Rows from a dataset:
____________

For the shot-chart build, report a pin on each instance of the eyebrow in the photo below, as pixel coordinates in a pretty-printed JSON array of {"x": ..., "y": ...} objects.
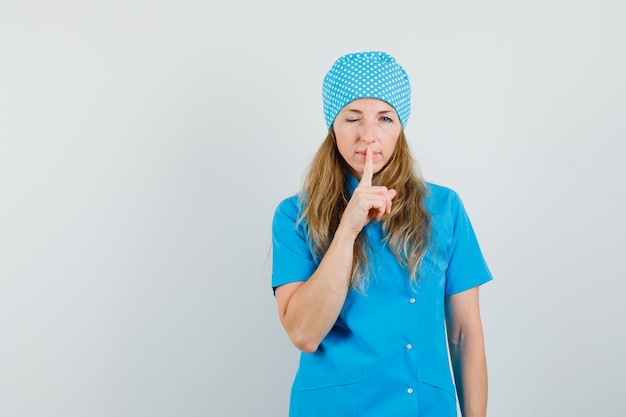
[{"x": 359, "y": 111}]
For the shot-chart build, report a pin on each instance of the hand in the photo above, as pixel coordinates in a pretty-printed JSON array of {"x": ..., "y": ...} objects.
[{"x": 368, "y": 202}]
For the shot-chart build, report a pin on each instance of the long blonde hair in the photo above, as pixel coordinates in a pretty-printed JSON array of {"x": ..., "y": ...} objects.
[{"x": 325, "y": 195}]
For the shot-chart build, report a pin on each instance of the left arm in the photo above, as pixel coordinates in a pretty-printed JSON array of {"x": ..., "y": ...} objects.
[{"x": 467, "y": 351}]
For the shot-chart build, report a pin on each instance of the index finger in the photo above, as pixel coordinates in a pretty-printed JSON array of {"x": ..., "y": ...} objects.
[{"x": 368, "y": 169}]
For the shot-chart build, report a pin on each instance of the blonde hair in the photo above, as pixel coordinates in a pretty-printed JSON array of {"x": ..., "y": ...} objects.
[{"x": 325, "y": 195}]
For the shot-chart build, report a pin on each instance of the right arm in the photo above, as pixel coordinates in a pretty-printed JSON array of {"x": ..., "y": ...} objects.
[{"x": 309, "y": 309}]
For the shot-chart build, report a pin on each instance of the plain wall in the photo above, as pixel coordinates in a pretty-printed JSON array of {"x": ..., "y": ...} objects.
[{"x": 145, "y": 144}]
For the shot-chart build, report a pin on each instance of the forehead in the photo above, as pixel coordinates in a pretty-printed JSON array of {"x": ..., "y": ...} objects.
[{"x": 368, "y": 104}]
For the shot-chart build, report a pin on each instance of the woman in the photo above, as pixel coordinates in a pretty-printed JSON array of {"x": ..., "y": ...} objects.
[{"x": 374, "y": 269}]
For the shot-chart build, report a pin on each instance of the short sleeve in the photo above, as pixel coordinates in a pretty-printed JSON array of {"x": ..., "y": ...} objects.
[
  {"x": 466, "y": 266},
  {"x": 292, "y": 259}
]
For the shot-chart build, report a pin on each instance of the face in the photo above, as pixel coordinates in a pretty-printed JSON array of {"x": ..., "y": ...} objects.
[{"x": 366, "y": 123}]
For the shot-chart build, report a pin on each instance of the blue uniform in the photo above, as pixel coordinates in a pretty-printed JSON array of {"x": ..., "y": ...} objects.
[{"x": 387, "y": 353}]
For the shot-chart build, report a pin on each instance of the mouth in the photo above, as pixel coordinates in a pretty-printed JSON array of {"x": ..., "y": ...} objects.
[{"x": 363, "y": 154}]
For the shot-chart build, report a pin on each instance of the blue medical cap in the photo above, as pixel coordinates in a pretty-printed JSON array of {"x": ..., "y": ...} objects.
[{"x": 366, "y": 75}]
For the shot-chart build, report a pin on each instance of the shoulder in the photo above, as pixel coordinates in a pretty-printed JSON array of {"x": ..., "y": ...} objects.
[
  {"x": 441, "y": 198},
  {"x": 289, "y": 207}
]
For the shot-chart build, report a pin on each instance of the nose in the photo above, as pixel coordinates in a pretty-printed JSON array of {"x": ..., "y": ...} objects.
[{"x": 368, "y": 131}]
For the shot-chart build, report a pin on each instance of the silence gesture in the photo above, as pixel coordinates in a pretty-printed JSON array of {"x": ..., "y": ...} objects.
[{"x": 368, "y": 202}]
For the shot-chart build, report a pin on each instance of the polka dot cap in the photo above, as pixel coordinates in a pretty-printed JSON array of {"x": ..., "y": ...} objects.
[{"x": 366, "y": 75}]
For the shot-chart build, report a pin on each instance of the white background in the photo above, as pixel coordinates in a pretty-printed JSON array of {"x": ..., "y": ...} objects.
[{"x": 145, "y": 144}]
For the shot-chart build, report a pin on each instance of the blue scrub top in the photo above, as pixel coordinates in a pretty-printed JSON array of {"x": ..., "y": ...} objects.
[{"x": 387, "y": 353}]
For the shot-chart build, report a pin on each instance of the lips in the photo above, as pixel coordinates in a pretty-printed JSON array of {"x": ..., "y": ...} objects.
[{"x": 363, "y": 154}]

____________

## What you should do
Can you edit all the rows above so that each "pixel coordinates" becomes "image coordinates", with nothing else changed? Leave the pictures out of your answer.

## Task output
For the shot-chart build, report a pin on each instance of the eyebrow in the photo below, as image coordinates in a pretty-printed JSON array of {"x": ..., "y": ...} objects.
[{"x": 359, "y": 111}]
For the shot-chart build, report a pin on each instance of the hand in the photo above, as image coordinates in a pretty-printed JSON array of {"x": ..., "y": ...} objects.
[{"x": 368, "y": 202}]
For the shot-chart build, report a pin on each instance of the long blonde hair in the photo above, as image coordinates in a pretty-printed JSON array of {"x": ..., "y": ...} objects.
[{"x": 325, "y": 195}]
For the shot-chart build, report a pin on each instance of the left arm in the photo above, as image coordinates in a pretty-printed JSON array of {"x": ..., "y": ...} objects.
[{"x": 467, "y": 351}]
For the shot-chart build, report a pin on each instance of the index finger in the photo above, as image coordinates in a pretty-printed JSON array of {"x": ..., "y": ...} objects.
[{"x": 368, "y": 169}]
For the shot-chart build, report a pin on each instance of the blonde hair in the photo above, as image coordinates in a pretty-printed JSON array of {"x": ..., "y": ...} objects.
[{"x": 325, "y": 195}]
For the shot-chart build, report a pin on each instance of the right arm in the photo above, as image coordinates in a pretty-printed JSON array of {"x": ..., "y": ...} objects.
[{"x": 309, "y": 309}]
For the shot-chart build, report a pin on each instance of the plain wall in the photo above, as image coordinates in a pretty-printed JSON array of {"x": ..., "y": ...} objects.
[{"x": 145, "y": 144}]
For the shot-chart build, report a pin on each instance of the forehead in the photo above, as image coordinates in a pretty-printed JSON array of {"x": ..., "y": ...} objects.
[{"x": 368, "y": 104}]
For the shot-chart build, report a pin on each instance of the woman in the photo above, as image coordinates in a pretty-printed JSON array of {"x": ..., "y": ...} objects.
[{"x": 374, "y": 269}]
For the shot-chart build, report a pin on each instance of the short sleeve in the photo above, as image coordinates in a pretty-printed JSON array of {"x": ..., "y": ...} objects.
[
  {"x": 466, "y": 266},
  {"x": 292, "y": 259}
]
For the shot-chart build, report a pin on each instance of the face in the photo above, as image coordinates in a pretty-printed JSON array of {"x": ..., "y": ...} objects.
[{"x": 366, "y": 123}]
For the shot-chart build, report a pin on each instance of the blue uniform in the photo above, as image coordinates in a pretty-printed JSON array of {"x": ..., "y": ...} objects.
[{"x": 387, "y": 353}]
For the shot-chart build, report a pin on each instance of the mouth in the photo above, as image coordinates in a pretty-printed JSON array of {"x": ..., "y": ...} objects.
[{"x": 363, "y": 154}]
For the shot-chart build, report a pin on each instance of the blue medical cap in the photo above, as image coordinates in a pretty-printed JSON array of {"x": ..., "y": ...} objects.
[{"x": 366, "y": 75}]
For the shot-chart build, report a pin on each instance of the shoulder in the photo above, as image coordinates in a pretty-printed JSON array of {"x": ..., "y": ...} objects.
[
  {"x": 441, "y": 198},
  {"x": 289, "y": 207}
]
For the shot-chart build, report a pin on each instance of the nose in the photo above, as image coordinates in a pretty-printed JSON array of {"x": ..., "y": ...} objects.
[{"x": 368, "y": 131}]
For the shot-chart build, report a pin on each instance of the silence gesture in the photo above, as image coordinates in a pretty-printed JSON array of {"x": ..., "y": ...} objects.
[{"x": 368, "y": 202}]
For the shot-chart build, report a pin on each instance of the polka dot cap in the photo above, as image coordinates in a pretty-printed JSON array of {"x": ..., "y": ...} objects.
[{"x": 366, "y": 75}]
For the shot-chart build, report a pin on each instance of the white background in the photo above, as image coordinates in a pretty-printed JSON array of {"x": ..., "y": ...} objects.
[{"x": 145, "y": 144}]
For the shot-chart build, report a pin on each instance of the blue scrub top in the photo above, as image coordinates in a pretty-printed JSON array of {"x": ..., "y": ...} objects.
[{"x": 387, "y": 353}]
For the shot-chart build, report a pin on each instance of the lips in the photo above, as image coordinates in a pretty-printed JSON array of {"x": ..., "y": ...} objects.
[{"x": 363, "y": 154}]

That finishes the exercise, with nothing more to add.